◆ **Text segment**
##########
This may be debatable, but old Greek literature tells us that there
lived, in the beautiful ancient city of Athens, a remarkable man named
Socrates. He had an academic as well as a political following in Athens
and he gathered, intrigued and touched many young minds during his
ethical inquiries. While the youth of Athens celebrated Socrates as
their great teacher, he considered himself a midwife, giving birth to
the souls of reason, and a gadfly, stinging the morally apathetic
civilians of Athens and waking them from their slumber.
If a leader had gathered people under the banner of justice (insaf)
in Socrates’ Athens, he would have asked those people what they meant by
justice. His ethical inquiries addressed the very basic issues of
society as well as the human nature. All he did was ask questions in a
discourse to help other people establish reasoned arguments for their
opinions. This method, that we now call the Socratic Method, helped the
youth of Athens understand how flawed their reasoning had been up till
then, and how the political elite was benefitting from the stunted
intellectual growth of the civilian population. So, Athens’ political
moto at the time of Socrates was “anything goes,” people put financial
gains over societal virtues and the individual morality had only to do
with worldly pleasures. Much to the displeasure of Athens’ social elite,
some young people were so motivated by Socrates’ discourses on justice,
courage, knowledge and wisdom that they pointed some dangerous fingers
at their fathers. Not long after that, Socrates was brought to trial on
the charges of corrupting the youth and leading them astray, and the
consequence of this for Socrates was death by hemlock.
##########
◆ **Short task 1**
Copy the Socrates passage word for word, starting with "This may be" and going on through "from their slumber.".
◆ **Short task 2**
Carry on writing the Socrates passage, picking up right after its last sentence.
##########
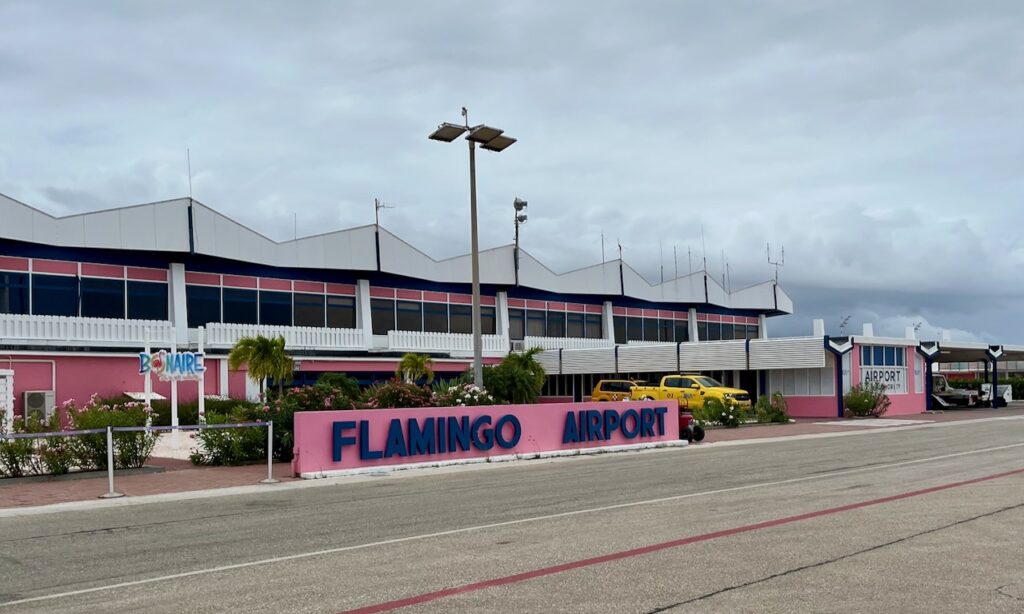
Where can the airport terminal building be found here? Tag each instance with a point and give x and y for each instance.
(82, 295)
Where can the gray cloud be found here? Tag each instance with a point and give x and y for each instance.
(878, 141)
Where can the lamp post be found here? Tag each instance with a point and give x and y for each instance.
(520, 218)
(492, 139)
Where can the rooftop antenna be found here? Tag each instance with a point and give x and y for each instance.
(778, 262)
(378, 205)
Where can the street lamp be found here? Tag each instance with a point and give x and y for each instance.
(492, 139)
(520, 218)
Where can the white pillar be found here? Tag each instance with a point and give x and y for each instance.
(608, 321)
(201, 411)
(179, 310)
(363, 317)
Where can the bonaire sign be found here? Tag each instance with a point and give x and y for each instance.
(346, 441)
(175, 366)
##########
◆ **Expected answer 1**
This may be debatable, but old Greek literature tells us that there
lived, in the beautiful ancient city of Athens, a remarkable man named
Socrates. He had an academic as well as a political following in Athens
and he gathered, intrigued and touched many young minds during his
ethical inquiries. While the youth of Athens celebrated Socrates as
their great teacher, he considered himself a midwife, giving birth to
the souls of reason, and a gadfly, stinging the morally apathetic
civilians of Athens and waking them from their slumber.

◆ **Expected answer 2**
Let’s now compare the ‘corrupted youth of Socrates’ to the youth of
today’s Pakistan. It may not be that Pakistan Tehreek-e-Insaf (PTI)
managed the largest young voters’ turnout in the 2013 elections, but
there is absolutely no doubt to the fact that a substantial majority of
the urban youth population sided with PTI. We cannot be completely sure
of how our rural youth voted but the more visible, urban youth has been
very active since their favourite cricketer joined the race for Prime
Minister-ship. Their obnoxious presence took social media by storm in
2013 and 2014, and corrupted social media for the rest of us, forever.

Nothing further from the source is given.